**Extrait fourni:**
C’est en effet de la « littérature, » — au bon sens du mot, — que cette petite pièce de M. Hyde, au jugement de tous les gens compétens[1]. « Cela est irlandais et cela est littéraire, » écrivait un critique dans la Fortnightly Review ; « à la surface, de l’esprit, de la poésie, et, au fond, un humour profond, une éloquence qui touche en dépit de la raison. Cela pourrait se comparer avec un proverbe de Musset, ou mieux avec le Gringoire de Banville… » Qui plus est, c’est de la littérature « populaire, » comme doivent nécessairement être les premières productions d’une littérature renaissante, et comme sont d’ailleurs la plupart des œuvres de littérature proprement irlandaise qui se produisent actuellement en Irlande. Car il s’en produit beaucoup, de toute espèce, et chaque année davantage. Dès à présent, dit-on, il s’imprime à Dublin plus de livres en irlandais que de livres en anglais, sans parler des ouvrages religieux, lesquels ne se comptent plus. On publie les œuvres inédites de Keating et de ses contemporains, de ses successeurs, comme Eoghan Ruadh O’Sullivan, Egan O’Rahilly, etc. ; ou bien on reproduit en irlandais moderne les plus belles productions du moyen âge ; ou bien on édite les légendes populaires en les recouvrant d’une forme littéraire. Ces restitutions ne suffisent déjà plus : on a senti bien vite le besoin de créer du nouveau, d’exprimer en images les formes nouvelles de l’esprit national. Déjà l’Irlande a trouvé son Mistral en Douglas Hyde, son An Chraoibhin Aoibhinn, poète autant qu’apôtre, et dont les vers, vers pathétiques et simples sur la nature, la solitude et la vie des champs, écrits pour l’oreille non d’un grand public, mais de quelques milliers de paysans, sont

  1. Voyez la traduction anglaise dans la brochure intitulée Samhain, publiée par. M. Yeats.

**Travail demandé:**
Répondez brièvement à ces questions d'après l'extrait sur la littérature irlandaise.
1. Dans quelle revue écrivait le critique cité ?
2. Dans quelle ville s'imprime-t-il plus de livres en irlandais que de livres en anglais ?
3. Qui a publié la brochure intitulée Samhain ?
Les données ne sont d'aucune utilité pour cette consigne.

**Données enregistrées:**
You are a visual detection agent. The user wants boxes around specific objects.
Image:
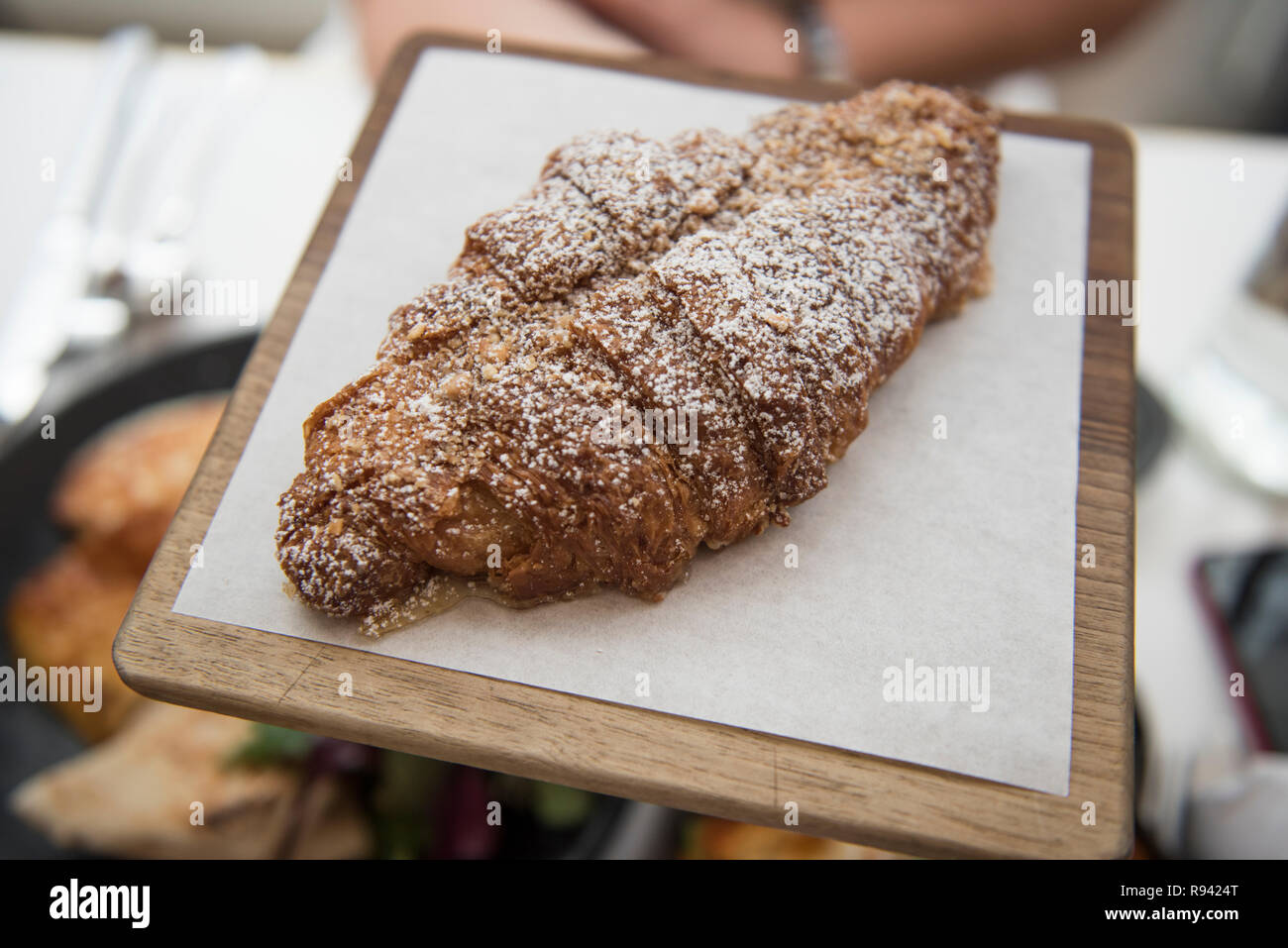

**Réponse:**
1. Dans la Fortnightly Review.
2. À Dublin.
3. M. Yeats.